[Data listing]
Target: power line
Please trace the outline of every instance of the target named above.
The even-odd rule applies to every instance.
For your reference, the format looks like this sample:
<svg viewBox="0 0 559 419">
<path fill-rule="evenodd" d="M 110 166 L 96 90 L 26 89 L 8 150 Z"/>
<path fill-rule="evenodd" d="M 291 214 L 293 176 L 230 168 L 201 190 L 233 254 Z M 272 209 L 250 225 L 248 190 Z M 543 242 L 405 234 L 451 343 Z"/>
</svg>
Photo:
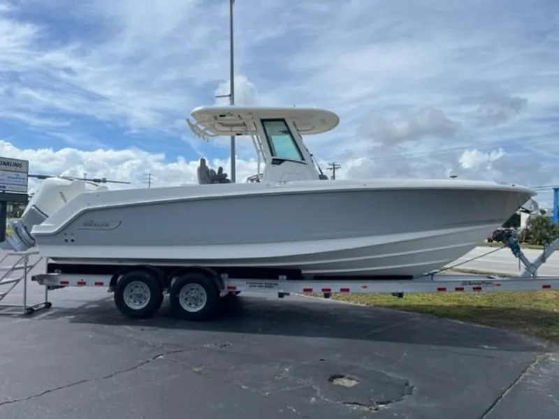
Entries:
<svg viewBox="0 0 559 419">
<path fill-rule="evenodd" d="M 335 161 L 333 161 L 332 163 L 328 163 L 328 166 L 330 167 L 326 168 L 328 170 L 332 172 L 332 179 L 335 180 L 336 178 L 336 170 L 338 169 L 341 169 L 342 166 L 340 166 L 339 163 Z"/>
</svg>

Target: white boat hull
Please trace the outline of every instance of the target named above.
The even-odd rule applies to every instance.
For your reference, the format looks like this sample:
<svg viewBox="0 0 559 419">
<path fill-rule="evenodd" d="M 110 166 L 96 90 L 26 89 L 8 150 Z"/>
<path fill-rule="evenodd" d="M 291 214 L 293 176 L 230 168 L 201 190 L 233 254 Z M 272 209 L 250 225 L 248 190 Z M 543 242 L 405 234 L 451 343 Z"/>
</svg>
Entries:
<svg viewBox="0 0 559 419">
<path fill-rule="evenodd" d="M 418 277 L 467 253 L 534 195 L 457 180 L 103 191 L 68 203 L 33 235 L 40 253 L 59 263 Z"/>
</svg>

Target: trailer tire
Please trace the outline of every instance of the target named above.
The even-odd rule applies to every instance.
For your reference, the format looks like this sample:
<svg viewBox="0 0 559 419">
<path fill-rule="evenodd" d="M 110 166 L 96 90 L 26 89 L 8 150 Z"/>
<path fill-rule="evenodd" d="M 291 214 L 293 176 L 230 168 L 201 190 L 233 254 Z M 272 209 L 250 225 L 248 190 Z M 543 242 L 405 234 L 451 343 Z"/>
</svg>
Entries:
<svg viewBox="0 0 559 419">
<path fill-rule="evenodd" d="M 219 291 L 212 278 L 201 272 L 181 275 L 169 291 L 173 313 L 182 320 L 212 318 L 219 306 Z"/>
<path fill-rule="evenodd" d="M 161 282 L 149 271 L 127 272 L 117 282 L 114 299 L 117 308 L 126 317 L 149 318 L 163 303 Z"/>
</svg>

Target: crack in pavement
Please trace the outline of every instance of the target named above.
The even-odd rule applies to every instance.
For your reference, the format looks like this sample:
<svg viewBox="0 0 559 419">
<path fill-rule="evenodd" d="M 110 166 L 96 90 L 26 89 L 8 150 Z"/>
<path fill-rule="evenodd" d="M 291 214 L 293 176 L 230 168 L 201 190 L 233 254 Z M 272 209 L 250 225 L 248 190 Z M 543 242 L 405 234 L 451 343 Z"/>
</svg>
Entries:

Your instructions: Retype the data listing above word for word, beginning at its first line and stopping after the line that contains "335 161 L 333". Leave the pictures out of your answer.

Reply to the exercise:
Target: power line
Please trace the outline of every instance of the target named above.
The even-odd rule applies to every instance.
For your reference, the format looks like this sample:
<svg viewBox="0 0 559 419">
<path fill-rule="evenodd" d="M 110 166 L 96 90 L 26 89 L 8 150 Z"/>
<path fill-rule="evenodd" d="M 291 214 L 293 176 L 230 168 L 201 190 L 233 254 Z M 272 209 L 250 225 L 248 190 Z M 543 242 L 405 234 L 451 343 Z"/>
</svg>
Photo:
Entries:
<svg viewBox="0 0 559 419">
<path fill-rule="evenodd" d="M 335 161 L 333 161 L 332 163 L 328 163 L 328 166 L 330 167 L 326 168 L 328 170 L 332 172 L 332 179 L 335 180 L 336 178 L 336 170 L 338 169 L 341 169 L 342 166 L 340 166 L 339 163 Z"/>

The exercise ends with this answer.